- _Set exercise_
Rewrite the stretch from the start of the entries through the line containing "[318,238,412,360]", keeping every line and raising each bounding-box coordinate by 131. Leave all other text as it is.

- _Dataset content_
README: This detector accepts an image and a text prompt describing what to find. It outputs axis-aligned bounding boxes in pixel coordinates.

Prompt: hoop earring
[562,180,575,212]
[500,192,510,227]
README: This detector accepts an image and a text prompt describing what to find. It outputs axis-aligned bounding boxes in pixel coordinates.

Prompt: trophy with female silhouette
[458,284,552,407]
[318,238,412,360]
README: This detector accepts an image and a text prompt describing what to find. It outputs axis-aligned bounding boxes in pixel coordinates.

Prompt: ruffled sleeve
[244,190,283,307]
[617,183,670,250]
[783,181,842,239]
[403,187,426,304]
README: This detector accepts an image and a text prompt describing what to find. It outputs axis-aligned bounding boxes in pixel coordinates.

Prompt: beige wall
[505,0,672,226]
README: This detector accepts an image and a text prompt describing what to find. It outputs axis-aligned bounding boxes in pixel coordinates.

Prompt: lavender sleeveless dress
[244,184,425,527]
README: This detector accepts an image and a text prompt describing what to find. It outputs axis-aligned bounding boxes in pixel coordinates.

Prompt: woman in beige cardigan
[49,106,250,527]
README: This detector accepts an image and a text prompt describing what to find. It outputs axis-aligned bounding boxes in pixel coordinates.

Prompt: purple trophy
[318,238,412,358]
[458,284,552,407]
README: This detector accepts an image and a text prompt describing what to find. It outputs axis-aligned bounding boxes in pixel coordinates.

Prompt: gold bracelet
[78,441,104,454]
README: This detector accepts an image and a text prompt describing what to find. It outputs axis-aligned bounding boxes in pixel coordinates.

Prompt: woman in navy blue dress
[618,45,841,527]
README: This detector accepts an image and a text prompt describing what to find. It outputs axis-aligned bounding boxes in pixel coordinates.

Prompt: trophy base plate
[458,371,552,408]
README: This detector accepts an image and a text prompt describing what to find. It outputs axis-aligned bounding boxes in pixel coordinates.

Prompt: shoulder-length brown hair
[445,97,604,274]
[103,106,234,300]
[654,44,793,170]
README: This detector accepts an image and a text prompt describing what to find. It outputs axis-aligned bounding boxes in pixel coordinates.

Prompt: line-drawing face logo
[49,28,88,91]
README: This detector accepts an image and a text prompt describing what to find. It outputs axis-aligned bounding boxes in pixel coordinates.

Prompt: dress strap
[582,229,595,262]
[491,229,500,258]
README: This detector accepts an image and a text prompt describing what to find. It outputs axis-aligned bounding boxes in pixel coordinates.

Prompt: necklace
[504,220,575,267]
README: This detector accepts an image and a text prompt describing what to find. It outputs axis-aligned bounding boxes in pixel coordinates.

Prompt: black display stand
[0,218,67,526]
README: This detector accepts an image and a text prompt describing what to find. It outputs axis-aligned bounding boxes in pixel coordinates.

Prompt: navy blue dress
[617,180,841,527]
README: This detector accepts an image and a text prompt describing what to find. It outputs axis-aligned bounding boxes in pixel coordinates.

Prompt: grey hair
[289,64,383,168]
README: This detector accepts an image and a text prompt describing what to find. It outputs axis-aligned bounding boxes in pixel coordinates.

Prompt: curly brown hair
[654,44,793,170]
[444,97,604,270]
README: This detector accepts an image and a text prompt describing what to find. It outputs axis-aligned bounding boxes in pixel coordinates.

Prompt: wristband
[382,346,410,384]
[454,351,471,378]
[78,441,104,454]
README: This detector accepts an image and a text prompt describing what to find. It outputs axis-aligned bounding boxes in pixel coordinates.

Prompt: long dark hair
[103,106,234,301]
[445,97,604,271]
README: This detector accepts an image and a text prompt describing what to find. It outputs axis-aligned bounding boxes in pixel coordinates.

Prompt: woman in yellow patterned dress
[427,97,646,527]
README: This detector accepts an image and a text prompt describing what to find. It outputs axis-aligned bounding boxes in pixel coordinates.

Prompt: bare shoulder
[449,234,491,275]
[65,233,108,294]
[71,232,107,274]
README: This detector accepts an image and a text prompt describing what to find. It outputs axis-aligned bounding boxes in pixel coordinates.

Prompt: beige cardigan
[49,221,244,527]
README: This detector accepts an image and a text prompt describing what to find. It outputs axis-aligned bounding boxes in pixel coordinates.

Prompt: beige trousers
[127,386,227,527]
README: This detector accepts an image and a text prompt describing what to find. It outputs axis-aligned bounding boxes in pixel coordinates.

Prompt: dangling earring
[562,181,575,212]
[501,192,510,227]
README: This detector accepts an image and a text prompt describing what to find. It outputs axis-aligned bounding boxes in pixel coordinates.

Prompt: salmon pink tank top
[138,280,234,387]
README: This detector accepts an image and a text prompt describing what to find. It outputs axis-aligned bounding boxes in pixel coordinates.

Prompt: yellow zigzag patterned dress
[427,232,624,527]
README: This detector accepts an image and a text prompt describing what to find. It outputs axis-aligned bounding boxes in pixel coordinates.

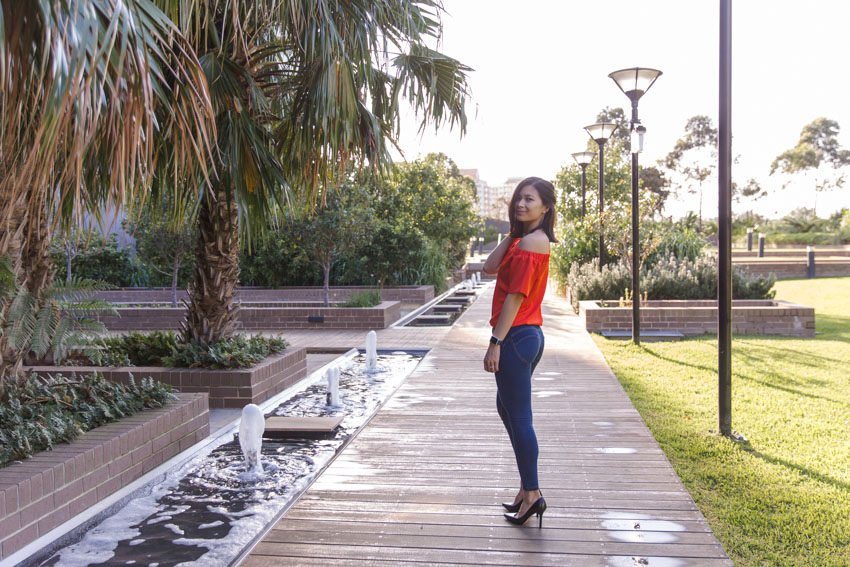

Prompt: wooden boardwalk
[243,292,732,567]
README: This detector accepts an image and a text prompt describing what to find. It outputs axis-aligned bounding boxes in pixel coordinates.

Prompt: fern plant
[2,278,118,363]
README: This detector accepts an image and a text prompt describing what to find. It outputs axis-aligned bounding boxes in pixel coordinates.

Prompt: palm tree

- _Exercise output_
README: This detector accepts an image and a text prompt describing what to find. It outputs axis-aligned bounding boxes in pixel coordinates.

Prompt: hoop earring
[693,311,706,343]
[631,323,641,358]
README: This detector accepts an image and a text prompt describing what to find. It outputs axis-aligned bounding boxes in pixel coordinates.

Prompt: trophy with female silhouette
[589,415,683,538]
[449,369,543,491]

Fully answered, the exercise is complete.